*Tasks to carry out*
**a)** List every person named in the passage on exhumations below.
**b)** According to the passage on exhumations below, how many exhumations did Ron Flud order during his 19 years leading the office?
**c)** Please continue the passage on exhumations below, starting after its final sentence.

*Source passage*
--- START ---

Thirty days later, Victoria Stevens was reunited with her husband’s remains.


*****

With nearly 13,000 deaths each of the past few years—including more than 100 murders—and more than two dozen unsolved cases, you might think that exhumations were a frequent occurrence. Not so. Murphy’s seen four in three years. His predecessor, Ron Flud, the county’s first paid coroner, ordered six in his 19 years leading the office. And he’s certain there were few during the tenure of his former boss, Dr. Otto Ravenholt, who as chief health officer for the county, handled exhumations.

"There just haven’t been many over the years," says Flud, who retired in 2002 and now lives in Cedar City, Utah. "There’s no real record of exhumations, nothing that we’ve kept, anyway."

Back in the ’60s, Flud says, justices of the peace handled the procedure. Then Ravenholt took over. After apprenticing under him, Flud became coroner in January 1991. Of the half-dozen exhumations he ordered, he vividly remembers the homicides, the John or Jane Does dug up because new information surfaced that could possibly lead to solving the crime. One such exhumation involved a little girl, Michelle King, who was exhumed twice.

--- END ---

*Dataset content*
--- START ---

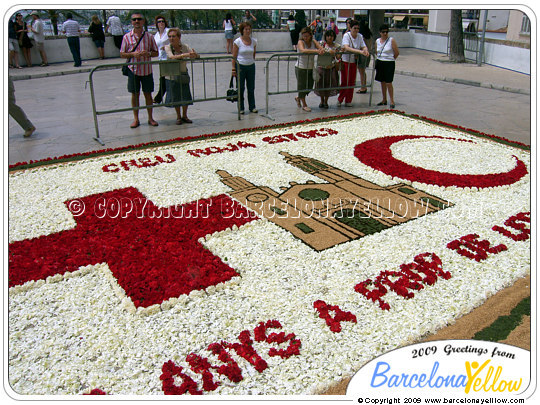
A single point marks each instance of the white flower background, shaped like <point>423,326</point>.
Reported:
<point>72,333</point>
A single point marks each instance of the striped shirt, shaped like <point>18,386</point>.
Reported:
<point>71,28</point>
<point>148,43</point>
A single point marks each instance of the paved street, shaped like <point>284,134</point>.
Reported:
<point>57,100</point>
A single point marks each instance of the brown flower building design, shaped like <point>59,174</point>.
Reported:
<point>343,208</point>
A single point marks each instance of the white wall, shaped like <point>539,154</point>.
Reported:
<point>439,21</point>
<point>497,54</point>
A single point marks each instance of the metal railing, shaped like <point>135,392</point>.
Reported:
<point>201,89</point>
<point>284,83</point>
<point>472,47</point>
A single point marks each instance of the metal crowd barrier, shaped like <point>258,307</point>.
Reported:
<point>196,82</point>
<point>285,74</point>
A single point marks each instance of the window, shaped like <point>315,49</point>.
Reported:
<point>525,25</point>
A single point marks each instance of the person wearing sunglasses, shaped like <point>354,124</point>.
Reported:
<point>161,40</point>
<point>140,46</point>
<point>387,53</point>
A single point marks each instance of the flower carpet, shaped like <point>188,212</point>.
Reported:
<point>272,261</point>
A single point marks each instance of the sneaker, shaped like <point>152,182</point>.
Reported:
<point>29,132</point>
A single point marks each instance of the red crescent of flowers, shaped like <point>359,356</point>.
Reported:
<point>377,154</point>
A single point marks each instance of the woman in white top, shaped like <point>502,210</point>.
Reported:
<point>387,53</point>
<point>307,48</point>
<point>161,40</point>
<point>293,29</point>
<point>244,49</point>
<point>228,25</point>
<point>352,42</point>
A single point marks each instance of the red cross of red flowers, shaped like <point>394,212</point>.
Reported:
<point>153,252</point>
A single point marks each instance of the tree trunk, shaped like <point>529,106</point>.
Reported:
<point>457,49</point>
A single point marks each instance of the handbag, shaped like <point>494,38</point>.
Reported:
<point>125,69</point>
<point>232,93</point>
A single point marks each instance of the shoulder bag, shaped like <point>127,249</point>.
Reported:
<point>232,93</point>
<point>125,69</point>
<point>380,53</point>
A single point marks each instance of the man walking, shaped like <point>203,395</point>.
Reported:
<point>39,36</point>
<point>140,46</point>
<point>116,30</point>
<point>71,30</point>
<point>17,112</point>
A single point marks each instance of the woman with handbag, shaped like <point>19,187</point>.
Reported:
<point>244,49</point>
<point>385,66</point>
<point>327,69</point>
<point>307,49</point>
<point>176,75</point>
<point>362,61</point>
<point>98,35</point>
<point>228,26</point>
<point>24,40</point>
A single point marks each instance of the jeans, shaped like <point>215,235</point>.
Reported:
<point>75,48</point>
<point>348,78</point>
<point>247,76</point>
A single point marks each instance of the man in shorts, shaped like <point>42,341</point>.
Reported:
<point>140,76</point>
<point>39,36</point>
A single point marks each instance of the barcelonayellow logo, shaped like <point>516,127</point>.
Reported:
<point>446,367</point>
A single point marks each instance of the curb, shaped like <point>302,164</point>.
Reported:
<point>465,82</point>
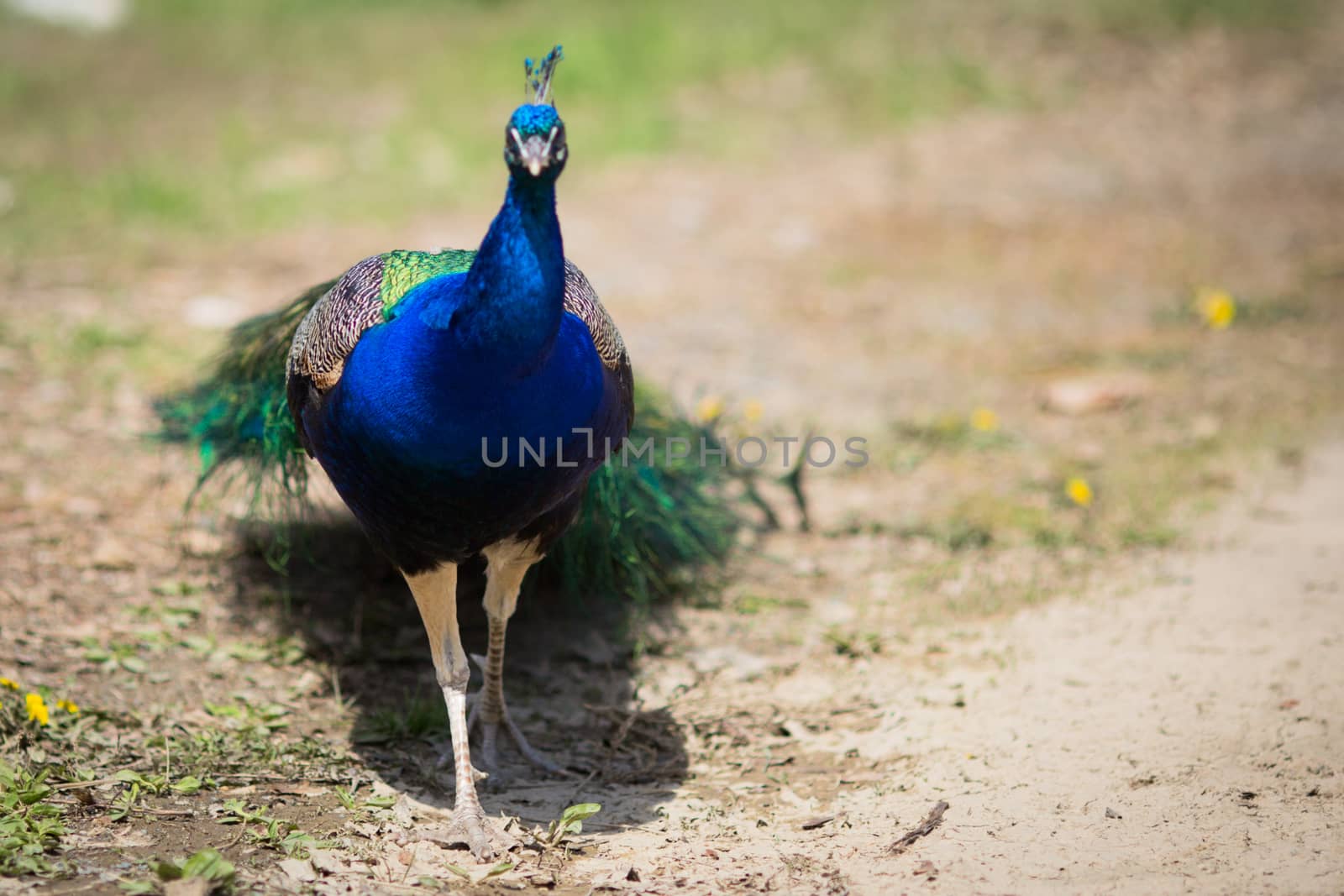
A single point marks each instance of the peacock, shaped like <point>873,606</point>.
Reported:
<point>464,403</point>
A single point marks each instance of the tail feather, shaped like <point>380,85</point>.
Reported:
<point>644,531</point>
<point>239,416</point>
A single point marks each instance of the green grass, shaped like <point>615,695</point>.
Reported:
<point>30,825</point>
<point>202,121</point>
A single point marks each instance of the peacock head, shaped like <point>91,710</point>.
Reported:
<point>534,141</point>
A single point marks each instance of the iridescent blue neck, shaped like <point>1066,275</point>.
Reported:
<point>514,296</point>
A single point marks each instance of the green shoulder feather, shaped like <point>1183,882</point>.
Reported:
<point>644,531</point>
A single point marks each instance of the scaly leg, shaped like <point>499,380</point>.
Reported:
<point>506,564</point>
<point>436,595</point>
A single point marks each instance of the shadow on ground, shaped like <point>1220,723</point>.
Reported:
<point>569,679</point>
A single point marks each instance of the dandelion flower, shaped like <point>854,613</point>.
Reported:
<point>37,708</point>
<point>709,409</point>
<point>1216,307</point>
<point>984,419</point>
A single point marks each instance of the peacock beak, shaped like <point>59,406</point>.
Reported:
<point>535,154</point>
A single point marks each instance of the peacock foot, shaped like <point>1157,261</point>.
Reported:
<point>468,826</point>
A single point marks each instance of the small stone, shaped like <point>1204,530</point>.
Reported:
<point>1079,396</point>
<point>213,312</point>
<point>112,555</point>
<point>299,869</point>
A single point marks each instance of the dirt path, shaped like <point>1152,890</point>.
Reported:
<point>1180,739</point>
<point>1205,712</point>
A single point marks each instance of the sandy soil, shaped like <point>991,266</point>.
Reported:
<point>1180,739</point>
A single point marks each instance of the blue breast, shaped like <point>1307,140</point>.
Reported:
<point>401,434</point>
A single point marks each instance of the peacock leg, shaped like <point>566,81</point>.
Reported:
<point>506,564</point>
<point>436,595</point>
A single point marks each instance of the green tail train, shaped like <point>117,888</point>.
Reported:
<point>644,531</point>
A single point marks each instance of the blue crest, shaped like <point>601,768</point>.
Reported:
<point>539,76</point>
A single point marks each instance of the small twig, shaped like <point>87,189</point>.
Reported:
<point>922,829</point>
<point>611,754</point>
<point>73,785</point>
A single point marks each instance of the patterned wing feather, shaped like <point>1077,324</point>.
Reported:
<point>581,300</point>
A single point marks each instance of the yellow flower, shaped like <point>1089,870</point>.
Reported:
<point>1079,492</point>
<point>1216,307</point>
<point>709,409</point>
<point>984,419</point>
<point>37,708</point>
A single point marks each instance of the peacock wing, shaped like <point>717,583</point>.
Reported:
<point>362,297</point>
<point>581,300</point>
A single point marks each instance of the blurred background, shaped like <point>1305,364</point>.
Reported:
<point>1073,268</point>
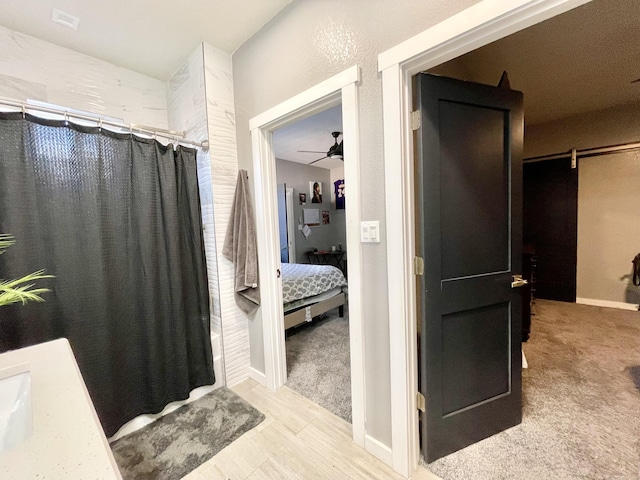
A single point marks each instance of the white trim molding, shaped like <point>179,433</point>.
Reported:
<point>257,376</point>
<point>378,449</point>
<point>480,24</point>
<point>339,89</point>
<point>607,303</point>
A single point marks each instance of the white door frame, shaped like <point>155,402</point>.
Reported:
<point>341,88</point>
<point>291,225</point>
<point>483,23</point>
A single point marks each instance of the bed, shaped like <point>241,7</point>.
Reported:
<point>311,290</point>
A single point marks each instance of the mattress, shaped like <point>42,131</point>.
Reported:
<point>303,302</point>
<point>303,280</point>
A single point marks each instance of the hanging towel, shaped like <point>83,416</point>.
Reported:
<point>240,247</point>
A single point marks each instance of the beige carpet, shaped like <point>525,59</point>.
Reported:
<point>581,405</point>
<point>318,364</point>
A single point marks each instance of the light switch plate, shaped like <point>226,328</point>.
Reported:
<point>370,232</point>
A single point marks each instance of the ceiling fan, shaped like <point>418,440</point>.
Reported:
<point>334,152</point>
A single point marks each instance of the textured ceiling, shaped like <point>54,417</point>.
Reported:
<point>583,60</point>
<point>148,36</point>
<point>312,133</point>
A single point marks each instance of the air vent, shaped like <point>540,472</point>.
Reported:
<point>65,19</point>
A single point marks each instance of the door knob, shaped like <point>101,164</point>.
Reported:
<point>518,281</point>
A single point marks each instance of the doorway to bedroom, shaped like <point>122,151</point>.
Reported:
<point>312,228</point>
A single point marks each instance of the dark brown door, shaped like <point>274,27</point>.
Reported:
<point>469,232</point>
<point>550,226</point>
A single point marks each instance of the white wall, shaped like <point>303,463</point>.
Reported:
<point>608,198</point>
<point>306,43</point>
<point>38,70</point>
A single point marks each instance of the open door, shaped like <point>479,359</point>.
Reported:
<point>469,233</point>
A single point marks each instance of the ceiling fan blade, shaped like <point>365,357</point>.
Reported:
<point>322,158</point>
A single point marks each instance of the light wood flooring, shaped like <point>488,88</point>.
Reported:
<point>297,440</point>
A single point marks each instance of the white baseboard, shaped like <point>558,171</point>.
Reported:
<point>607,303</point>
<point>378,450</point>
<point>258,376</point>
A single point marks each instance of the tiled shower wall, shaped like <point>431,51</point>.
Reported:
<point>38,70</point>
<point>196,99</point>
<point>224,168</point>
<point>200,99</point>
<point>186,98</point>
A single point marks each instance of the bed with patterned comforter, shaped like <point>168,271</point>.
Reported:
<point>305,285</point>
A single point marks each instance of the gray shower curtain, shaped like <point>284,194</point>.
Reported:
<point>116,218</point>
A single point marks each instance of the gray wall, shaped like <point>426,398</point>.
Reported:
<point>308,42</point>
<point>608,197</point>
<point>297,176</point>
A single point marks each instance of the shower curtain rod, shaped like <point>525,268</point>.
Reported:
<point>99,121</point>
<point>588,152</point>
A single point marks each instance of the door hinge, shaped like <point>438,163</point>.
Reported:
<point>418,265</point>
<point>416,119</point>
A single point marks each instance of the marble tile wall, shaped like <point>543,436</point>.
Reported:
<point>38,70</point>
<point>224,172</point>
<point>187,110</point>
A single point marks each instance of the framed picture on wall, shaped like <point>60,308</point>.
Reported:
<point>315,189</point>
<point>338,186</point>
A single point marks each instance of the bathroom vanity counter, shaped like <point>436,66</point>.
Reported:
<point>67,440</point>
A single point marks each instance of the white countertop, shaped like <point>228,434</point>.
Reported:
<point>67,441</point>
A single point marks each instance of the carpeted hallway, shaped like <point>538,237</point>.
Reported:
<point>581,402</point>
<point>318,364</point>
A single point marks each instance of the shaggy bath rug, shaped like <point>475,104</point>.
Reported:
<point>581,403</point>
<point>179,442</point>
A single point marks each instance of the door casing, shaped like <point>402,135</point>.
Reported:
<point>479,25</point>
<point>339,89</point>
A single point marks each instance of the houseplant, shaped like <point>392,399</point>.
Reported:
<point>21,289</point>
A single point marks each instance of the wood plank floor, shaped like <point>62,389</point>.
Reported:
<point>297,440</point>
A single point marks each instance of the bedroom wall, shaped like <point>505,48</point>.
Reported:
<point>307,43</point>
<point>38,70</point>
<point>297,176</point>
<point>340,215</point>
<point>608,199</point>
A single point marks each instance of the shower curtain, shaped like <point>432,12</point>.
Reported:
<point>116,218</point>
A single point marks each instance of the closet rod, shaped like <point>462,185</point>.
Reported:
<point>99,121</point>
<point>589,152</point>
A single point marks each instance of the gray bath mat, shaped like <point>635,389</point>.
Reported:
<point>181,441</point>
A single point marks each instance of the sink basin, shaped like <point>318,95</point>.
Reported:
<point>16,416</point>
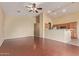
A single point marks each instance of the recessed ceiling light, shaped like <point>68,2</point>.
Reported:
<point>64,10</point>
<point>54,13</point>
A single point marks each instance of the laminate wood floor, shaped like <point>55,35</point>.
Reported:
<point>35,46</point>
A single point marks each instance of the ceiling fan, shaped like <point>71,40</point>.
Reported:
<point>33,8</point>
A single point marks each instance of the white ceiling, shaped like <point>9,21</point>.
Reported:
<point>56,8</point>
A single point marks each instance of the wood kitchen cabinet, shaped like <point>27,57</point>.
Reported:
<point>72,26</point>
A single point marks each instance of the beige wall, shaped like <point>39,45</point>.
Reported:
<point>73,17</point>
<point>19,26</point>
<point>1,26</point>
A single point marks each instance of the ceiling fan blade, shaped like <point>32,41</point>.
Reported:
<point>36,11</point>
<point>39,8</point>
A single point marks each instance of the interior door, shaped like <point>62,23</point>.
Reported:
<point>36,30</point>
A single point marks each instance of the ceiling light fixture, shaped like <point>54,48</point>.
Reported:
<point>64,10</point>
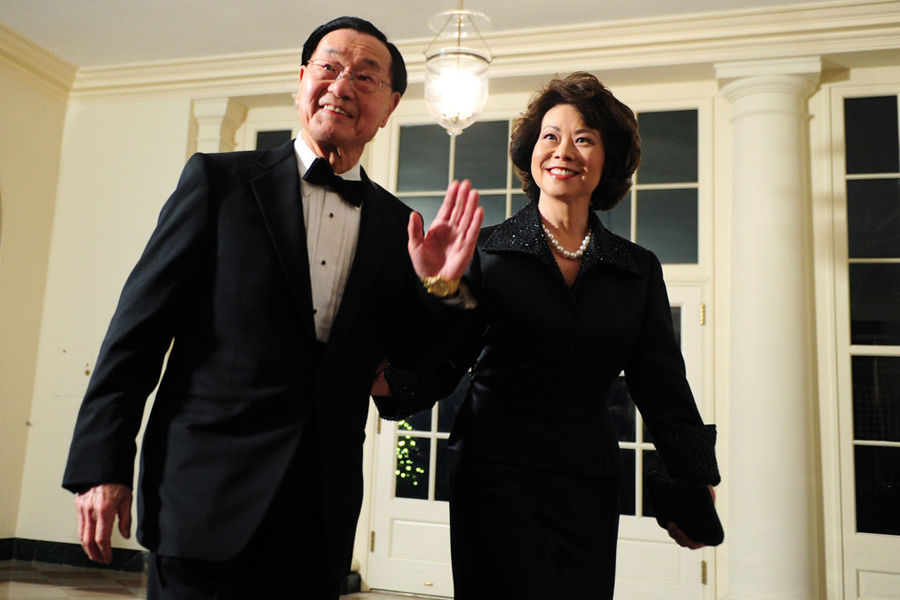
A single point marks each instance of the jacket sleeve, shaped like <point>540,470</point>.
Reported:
<point>141,330</point>
<point>656,378</point>
<point>417,389</point>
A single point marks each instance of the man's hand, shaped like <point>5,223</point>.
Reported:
<point>97,510</point>
<point>446,250</point>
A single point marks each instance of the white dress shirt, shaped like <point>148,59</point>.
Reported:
<point>332,232</point>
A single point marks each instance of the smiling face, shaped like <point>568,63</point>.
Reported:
<point>567,160</point>
<point>337,119</point>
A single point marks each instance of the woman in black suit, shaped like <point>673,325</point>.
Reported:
<point>565,306</point>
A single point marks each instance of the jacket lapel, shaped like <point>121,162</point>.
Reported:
<point>277,191</point>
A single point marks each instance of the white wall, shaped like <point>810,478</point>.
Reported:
<point>120,161</point>
<point>31,121</point>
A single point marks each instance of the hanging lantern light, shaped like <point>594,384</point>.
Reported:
<point>456,76</point>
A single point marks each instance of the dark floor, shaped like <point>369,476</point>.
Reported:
<point>21,580</point>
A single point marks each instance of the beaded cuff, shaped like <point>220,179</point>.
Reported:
<point>689,454</point>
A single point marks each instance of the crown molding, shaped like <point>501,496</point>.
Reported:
<point>34,65</point>
<point>840,32</point>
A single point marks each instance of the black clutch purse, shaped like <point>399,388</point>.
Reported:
<point>688,505</point>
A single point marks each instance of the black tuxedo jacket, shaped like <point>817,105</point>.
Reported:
<point>224,285</point>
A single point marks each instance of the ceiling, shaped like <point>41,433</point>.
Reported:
<point>92,33</point>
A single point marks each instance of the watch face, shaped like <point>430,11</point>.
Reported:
<point>440,288</point>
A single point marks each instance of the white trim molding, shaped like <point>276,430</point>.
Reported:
<point>33,64</point>
<point>845,33</point>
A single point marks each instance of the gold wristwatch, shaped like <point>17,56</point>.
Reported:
<point>439,287</point>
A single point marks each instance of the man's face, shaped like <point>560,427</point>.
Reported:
<point>335,115</point>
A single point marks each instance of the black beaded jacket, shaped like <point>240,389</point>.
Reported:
<point>543,358</point>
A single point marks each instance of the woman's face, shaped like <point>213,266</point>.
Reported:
<point>567,159</point>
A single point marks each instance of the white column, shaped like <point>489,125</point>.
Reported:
<point>217,119</point>
<point>771,539</point>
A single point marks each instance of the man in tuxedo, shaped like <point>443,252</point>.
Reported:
<point>277,290</point>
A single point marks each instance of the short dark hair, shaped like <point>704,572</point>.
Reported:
<point>398,66</point>
<point>600,110</point>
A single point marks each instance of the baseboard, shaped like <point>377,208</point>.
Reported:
<point>61,553</point>
<point>135,561</point>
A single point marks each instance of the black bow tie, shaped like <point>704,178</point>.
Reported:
<point>321,173</point>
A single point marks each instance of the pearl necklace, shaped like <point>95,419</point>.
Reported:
<point>566,253</point>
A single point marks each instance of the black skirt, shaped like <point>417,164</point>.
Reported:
<point>523,534</point>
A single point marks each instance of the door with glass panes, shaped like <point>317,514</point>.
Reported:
<point>867,242</point>
<point>410,541</point>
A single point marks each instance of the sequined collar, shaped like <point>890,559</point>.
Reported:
<point>522,233</point>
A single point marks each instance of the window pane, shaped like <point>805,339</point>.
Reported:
<point>441,481</point>
<point>494,209</point>
<point>870,129</point>
<point>272,139</point>
<point>626,482</point>
<point>876,398</point>
<point>621,410</point>
<point>875,304</point>
<point>873,218</point>
<point>667,224</point>
<point>427,206</point>
<point>668,147</point>
<point>877,490</point>
<point>618,218</point>
<point>481,154</point>
<point>411,474</point>
<point>424,160</point>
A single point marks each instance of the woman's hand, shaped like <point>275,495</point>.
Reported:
<point>681,537</point>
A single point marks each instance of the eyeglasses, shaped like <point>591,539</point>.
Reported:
<point>364,81</point>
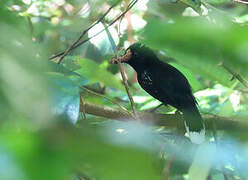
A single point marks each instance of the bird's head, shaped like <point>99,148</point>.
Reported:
<point>138,55</point>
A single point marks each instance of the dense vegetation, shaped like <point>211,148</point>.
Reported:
<point>65,112</point>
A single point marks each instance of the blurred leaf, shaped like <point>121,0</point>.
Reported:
<point>200,45</point>
<point>202,162</point>
<point>195,4</point>
<point>65,97</point>
<point>97,73</point>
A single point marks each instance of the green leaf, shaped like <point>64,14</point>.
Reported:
<point>65,96</point>
<point>97,73</point>
<point>201,45</point>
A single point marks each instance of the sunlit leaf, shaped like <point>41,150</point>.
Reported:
<point>96,73</point>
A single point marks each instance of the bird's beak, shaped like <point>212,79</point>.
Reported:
<point>126,57</point>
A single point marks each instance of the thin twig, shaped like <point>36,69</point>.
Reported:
<point>115,49</point>
<point>217,144</point>
<point>167,168</point>
<point>240,1</point>
<point>92,92</point>
<point>169,120</point>
<point>83,33</point>
<point>86,40</point>
<point>234,74</point>
<point>127,89</point>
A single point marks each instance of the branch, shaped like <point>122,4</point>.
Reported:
<point>169,120</point>
<point>83,33</point>
<point>234,75</point>
<point>77,44</point>
<point>240,1</point>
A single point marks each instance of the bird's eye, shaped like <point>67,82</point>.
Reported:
<point>135,54</point>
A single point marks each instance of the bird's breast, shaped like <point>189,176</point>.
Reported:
<point>145,78</point>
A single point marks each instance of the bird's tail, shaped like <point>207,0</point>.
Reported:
<point>194,124</point>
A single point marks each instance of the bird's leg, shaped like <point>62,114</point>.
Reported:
<point>154,109</point>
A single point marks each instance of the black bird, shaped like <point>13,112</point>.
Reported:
<point>165,83</point>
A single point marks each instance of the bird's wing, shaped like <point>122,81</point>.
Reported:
<point>174,88</point>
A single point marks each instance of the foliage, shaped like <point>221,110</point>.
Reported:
<point>44,131</point>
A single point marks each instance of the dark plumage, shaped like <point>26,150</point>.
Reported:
<point>165,83</point>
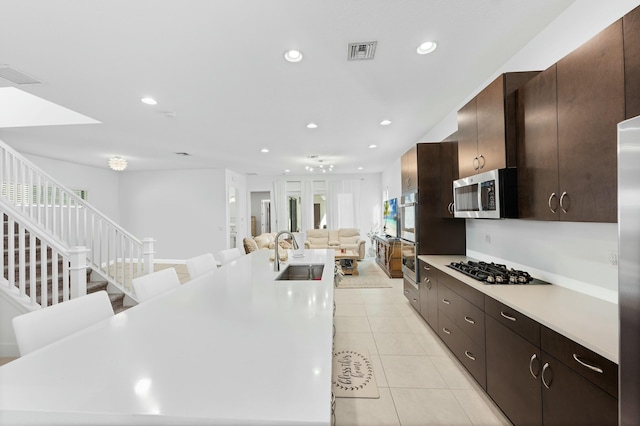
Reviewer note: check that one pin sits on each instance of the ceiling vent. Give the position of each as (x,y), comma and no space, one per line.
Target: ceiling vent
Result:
(15,76)
(362,51)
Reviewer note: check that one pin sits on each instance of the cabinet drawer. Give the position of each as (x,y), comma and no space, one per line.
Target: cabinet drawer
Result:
(469,293)
(593,367)
(427,272)
(470,354)
(521,324)
(412,294)
(468,317)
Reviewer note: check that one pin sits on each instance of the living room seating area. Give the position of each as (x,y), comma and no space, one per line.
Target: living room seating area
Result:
(343,238)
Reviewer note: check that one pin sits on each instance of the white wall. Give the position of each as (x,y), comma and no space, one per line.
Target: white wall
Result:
(184,210)
(575,255)
(101,183)
(371,190)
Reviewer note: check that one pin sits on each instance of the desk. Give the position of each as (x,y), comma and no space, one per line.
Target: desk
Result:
(231,347)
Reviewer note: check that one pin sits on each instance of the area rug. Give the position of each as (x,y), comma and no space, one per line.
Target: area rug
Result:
(370,276)
(352,375)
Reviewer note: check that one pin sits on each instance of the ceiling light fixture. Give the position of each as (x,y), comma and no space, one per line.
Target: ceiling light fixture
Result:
(426,47)
(293,55)
(117,163)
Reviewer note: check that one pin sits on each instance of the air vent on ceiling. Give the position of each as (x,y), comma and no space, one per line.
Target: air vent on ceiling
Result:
(362,51)
(15,76)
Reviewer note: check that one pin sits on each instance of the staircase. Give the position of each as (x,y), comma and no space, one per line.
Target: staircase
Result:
(93,285)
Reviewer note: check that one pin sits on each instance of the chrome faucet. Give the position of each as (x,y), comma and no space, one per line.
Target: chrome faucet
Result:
(276,260)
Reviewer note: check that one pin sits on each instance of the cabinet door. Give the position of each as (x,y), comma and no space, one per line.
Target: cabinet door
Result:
(590,105)
(448,173)
(429,294)
(491,126)
(538,196)
(631,26)
(570,399)
(409,170)
(513,370)
(467,140)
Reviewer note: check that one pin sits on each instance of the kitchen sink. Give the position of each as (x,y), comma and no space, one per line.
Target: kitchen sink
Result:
(302,273)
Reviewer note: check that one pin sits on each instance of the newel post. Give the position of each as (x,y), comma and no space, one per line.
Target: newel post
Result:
(148,253)
(78,271)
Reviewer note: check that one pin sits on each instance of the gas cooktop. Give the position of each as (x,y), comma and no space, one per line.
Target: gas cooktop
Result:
(494,273)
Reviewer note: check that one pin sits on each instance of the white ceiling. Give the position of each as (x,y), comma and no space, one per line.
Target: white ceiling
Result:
(217,66)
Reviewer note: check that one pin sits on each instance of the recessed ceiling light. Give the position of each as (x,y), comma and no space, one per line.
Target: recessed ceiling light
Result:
(293,55)
(426,47)
(117,163)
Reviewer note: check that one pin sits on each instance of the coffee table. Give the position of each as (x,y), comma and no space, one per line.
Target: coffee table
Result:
(348,261)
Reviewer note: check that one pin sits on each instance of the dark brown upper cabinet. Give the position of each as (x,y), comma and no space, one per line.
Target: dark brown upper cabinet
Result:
(631,28)
(567,160)
(487,126)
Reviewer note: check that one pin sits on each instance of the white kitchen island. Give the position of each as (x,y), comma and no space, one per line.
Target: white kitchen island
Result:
(234,347)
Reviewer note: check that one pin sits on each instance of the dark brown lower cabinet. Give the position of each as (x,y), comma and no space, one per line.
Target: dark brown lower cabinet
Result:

--- END ---

*Answers in order*
**a)** Victoria Stevens, Murphy, Ron Flud, Otto Ravenholt, Michelle King

**b)** Six.

**c)**
"There was an allegation that her mother and her friend were responsible for her death," Flud says. "The DA [District Attorney] bowed out because of a conflict of interest; he knew the victim’s mother. The state took over the investigation and found that when the child had gone to the hospital and died, the hospital did an in-house autopsy, which was inappropriate. The hospital also didn’t notify the coroner until the autopsy was complete. The girl was released to the funeral home and buried. When I came aboard, there was new evidence in the case. A California pathologist looked at the case and asked to exhume her. A year later, the state came back and wanted the body exhumed a second time, which was highly unusual."

Flud says the murder charge ended up getting overturned.


*****

On September 29, Chaz Higgs, 42, Kathy Augustine’s third husband, was arrested and charged with murder. Higgs, a critical care nurse by trade, is accused of poisoning his wife with a potent muscle relaxant. Higgs told authorities his wife died of a heart attack brought on by a stressful campaign for state treasurer; as controller, she was impeached in 2004 for campaign ethics violations.

Her death triggered interest in Charles Augustine’s demise. Higgs was the nurse who treated him in Sunrise Hospital and Medical Center after a stroke. Higgs and Kathy Augustine married three weeks after Charles’ death.

Back at the cemetery, all was silent but for chirping birds and the low hum of a John Deere-type lawnmower clipping grass on a plot 30 yards away.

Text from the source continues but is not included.